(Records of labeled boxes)
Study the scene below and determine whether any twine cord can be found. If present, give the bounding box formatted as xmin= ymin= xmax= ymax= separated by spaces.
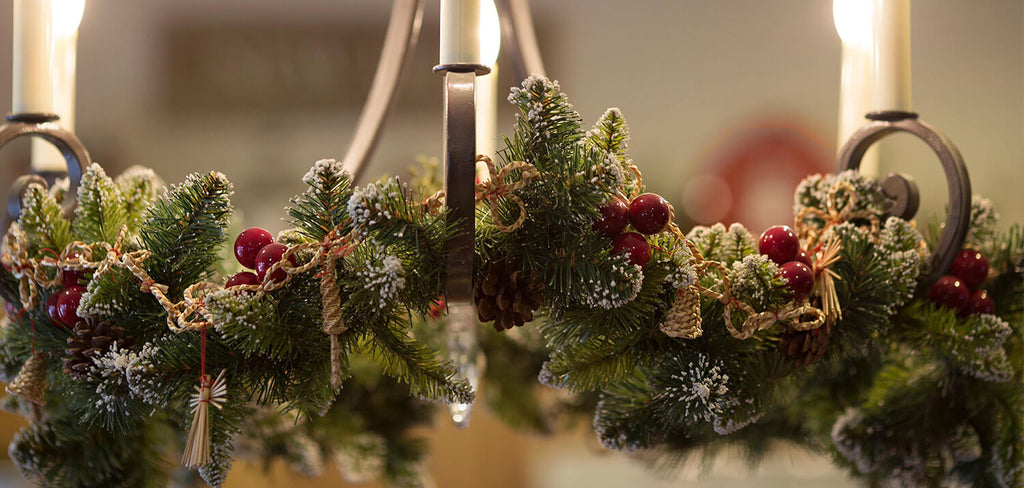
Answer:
xmin=475 ymin=154 xmax=541 ymax=232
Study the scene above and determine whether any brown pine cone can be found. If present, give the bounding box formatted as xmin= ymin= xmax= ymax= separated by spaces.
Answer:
xmin=65 ymin=320 xmax=131 ymax=379
xmin=778 ymin=323 xmax=831 ymax=365
xmin=473 ymin=259 xmax=544 ymax=331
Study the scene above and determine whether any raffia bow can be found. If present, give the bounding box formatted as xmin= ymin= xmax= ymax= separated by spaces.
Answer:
xmin=794 ymin=181 xmax=881 ymax=324
xmin=669 ymin=223 xmax=825 ymax=340
xmin=476 ymin=154 xmax=541 ymax=232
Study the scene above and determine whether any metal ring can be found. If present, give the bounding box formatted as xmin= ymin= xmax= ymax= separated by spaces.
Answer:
xmin=443 ymin=71 xmax=476 ymax=303
xmin=839 ymin=114 xmax=971 ymax=285
xmin=0 ymin=114 xmax=92 ymax=220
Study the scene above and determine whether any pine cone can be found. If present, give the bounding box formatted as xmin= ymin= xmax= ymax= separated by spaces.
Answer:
xmin=660 ymin=285 xmax=703 ymax=339
xmin=473 ymin=259 xmax=544 ymax=331
xmin=778 ymin=323 xmax=831 ymax=365
xmin=65 ymin=320 xmax=131 ymax=379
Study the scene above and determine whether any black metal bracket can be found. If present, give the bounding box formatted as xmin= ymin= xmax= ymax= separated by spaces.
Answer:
xmin=443 ymin=65 xmax=476 ymax=303
xmin=0 ymin=114 xmax=92 ymax=220
xmin=839 ymin=110 xmax=971 ymax=286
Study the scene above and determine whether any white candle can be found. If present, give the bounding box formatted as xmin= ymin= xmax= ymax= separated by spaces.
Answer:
xmin=18 ymin=0 xmax=85 ymax=171
xmin=11 ymin=0 xmax=53 ymax=114
xmin=871 ymin=0 xmax=910 ymax=112
xmin=833 ymin=0 xmax=879 ymax=176
xmin=439 ymin=0 xmax=481 ymax=64
xmin=475 ymin=0 xmax=502 ymax=180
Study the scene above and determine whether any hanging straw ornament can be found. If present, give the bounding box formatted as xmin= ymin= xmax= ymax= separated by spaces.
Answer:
xmin=181 ymin=369 xmax=227 ymax=468
xmin=7 ymin=354 xmax=49 ymax=405
xmin=814 ymin=237 xmax=843 ymax=325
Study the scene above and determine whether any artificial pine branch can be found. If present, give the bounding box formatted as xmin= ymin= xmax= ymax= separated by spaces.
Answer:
xmin=73 ymin=163 xmax=128 ymax=243
xmin=18 ymin=184 xmax=72 ymax=255
xmin=139 ymin=173 xmax=231 ymax=297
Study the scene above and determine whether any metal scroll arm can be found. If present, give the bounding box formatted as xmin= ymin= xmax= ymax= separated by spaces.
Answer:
xmin=434 ymin=63 xmax=488 ymax=427
xmin=342 ymin=0 xmax=423 ymax=181
xmin=839 ymin=112 xmax=971 ymax=286
xmin=0 ymin=114 xmax=92 ymax=220
xmin=495 ymin=0 xmax=547 ymax=81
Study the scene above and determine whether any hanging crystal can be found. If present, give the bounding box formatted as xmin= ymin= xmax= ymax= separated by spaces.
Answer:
xmin=447 ymin=302 xmax=480 ymax=429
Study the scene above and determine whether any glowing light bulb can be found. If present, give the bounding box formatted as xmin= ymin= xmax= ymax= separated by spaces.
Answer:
xmin=51 ymin=0 xmax=85 ymax=37
xmin=833 ymin=0 xmax=874 ymax=49
xmin=480 ymin=0 xmax=502 ymax=66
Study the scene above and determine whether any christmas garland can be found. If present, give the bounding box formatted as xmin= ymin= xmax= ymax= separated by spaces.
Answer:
xmin=0 ymin=77 xmax=1024 ymax=486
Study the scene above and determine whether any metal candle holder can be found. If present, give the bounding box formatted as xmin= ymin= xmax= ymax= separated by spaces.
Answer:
xmin=839 ymin=110 xmax=971 ymax=286
xmin=0 ymin=114 xmax=92 ymax=220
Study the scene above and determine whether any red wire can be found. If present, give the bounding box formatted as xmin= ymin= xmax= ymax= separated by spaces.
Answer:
xmin=14 ymin=307 xmax=36 ymax=356
xmin=199 ymin=327 xmax=206 ymax=382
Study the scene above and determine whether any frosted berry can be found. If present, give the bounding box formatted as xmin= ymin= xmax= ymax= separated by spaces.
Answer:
xmin=256 ymin=242 xmax=295 ymax=282
xmin=778 ymin=261 xmax=814 ymax=300
xmin=61 ymin=253 xmax=88 ymax=286
xmin=928 ymin=276 xmax=971 ymax=312
xmin=234 ymin=227 xmax=273 ymax=269
xmin=949 ymin=249 xmax=988 ymax=289
xmin=630 ymin=193 xmax=672 ymax=235
xmin=224 ymin=272 xmax=260 ymax=289
xmin=611 ymin=232 xmax=650 ymax=267
xmin=45 ymin=290 xmax=62 ymax=323
xmin=758 ymin=225 xmax=800 ymax=264
xmin=594 ymin=195 xmax=630 ymax=237
xmin=965 ymin=290 xmax=995 ymax=315
xmin=57 ymin=286 xmax=85 ymax=327
xmin=793 ymin=250 xmax=814 ymax=269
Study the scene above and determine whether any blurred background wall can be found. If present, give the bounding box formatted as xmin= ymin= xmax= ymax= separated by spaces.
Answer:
xmin=0 ymin=0 xmax=1024 ymax=487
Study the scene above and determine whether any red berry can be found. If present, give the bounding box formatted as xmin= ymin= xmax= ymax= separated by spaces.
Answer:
xmin=630 ymin=193 xmax=672 ymax=235
xmin=965 ymin=290 xmax=995 ymax=315
xmin=256 ymin=242 xmax=295 ymax=282
xmin=62 ymin=269 xmax=88 ymax=286
xmin=234 ymin=227 xmax=273 ymax=269
xmin=793 ymin=250 xmax=814 ymax=269
xmin=224 ymin=271 xmax=259 ymax=289
xmin=611 ymin=232 xmax=650 ymax=267
xmin=46 ymin=290 xmax=63 ymax=323
xmin=57 ymin=286 xmax=85 ymax=327
xmin=594 ymin=194 xmax=630 ymax=237
xmin=949 ymin=249 xmax=988 ymax=289
xmin=928 ymin=276 xmax=971 ymax=312
xmin=758 ymin=225 xmax=800 ymax=264
xmin=778 ymin=261 xmax=814 ymax=300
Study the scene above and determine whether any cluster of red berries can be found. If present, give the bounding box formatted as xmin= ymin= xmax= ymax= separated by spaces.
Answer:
xmin=224 ymin=227 xmax=295 ymax=289
xmin=594 ymin=193 xmax=672 ymax=267
xmin=46 ymin=261 xmax=88 ymax=328
xmin=928 ymin=249 xmax=995 ymax=316
xmin=758 ymin=225 xmax=814 ymax=300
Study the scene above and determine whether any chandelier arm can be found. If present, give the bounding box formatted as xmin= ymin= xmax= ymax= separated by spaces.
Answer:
xmin=444 ymin=66 xmax=476 ymax=304
xmin=342 ymin=0 xmax=423 ymax=182
xmin=0 ymin=114 xmax=92 ymax=219
xmin=839 ymin=112 xmax=971 ymax=290
xmin=495 ymin=0 xmax=547 ymax=80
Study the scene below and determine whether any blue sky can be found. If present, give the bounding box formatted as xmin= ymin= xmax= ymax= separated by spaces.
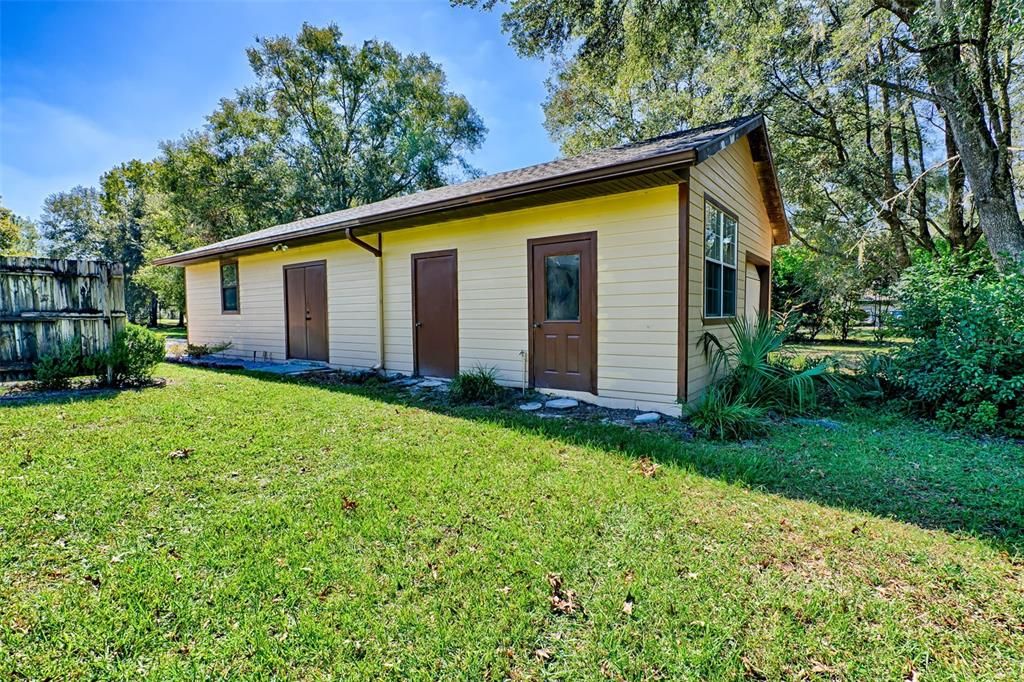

▶ [What to produce]: Convert the lines in the records above, from the line containing "Study the scene above and determine whether any metal scroll" through the line containing "xmin=495 ymin=0 xmax=547 ymax=81", inclusive, into a numbered list, omitting any blank lines.

▶ [Result for this task]:
1. Study the scene above and determine whether any metal scroll arm can be found. If present, give the bounding box formatted as xmin= ymin= xmax= ymax= separated by spaces.
2. Answer:
3. xmin=434 ymin=63 xmax=488 ymax=427
4. xmin=342 ymin=0 xmax=423 ymax=181
5. xmin=839 ymin=112 xmax=971 ymax=286
6. xmin=0 ymin=114 xmax=92 ymax=220
7. xmin=495 ymin=0 xmax=547 ymax=81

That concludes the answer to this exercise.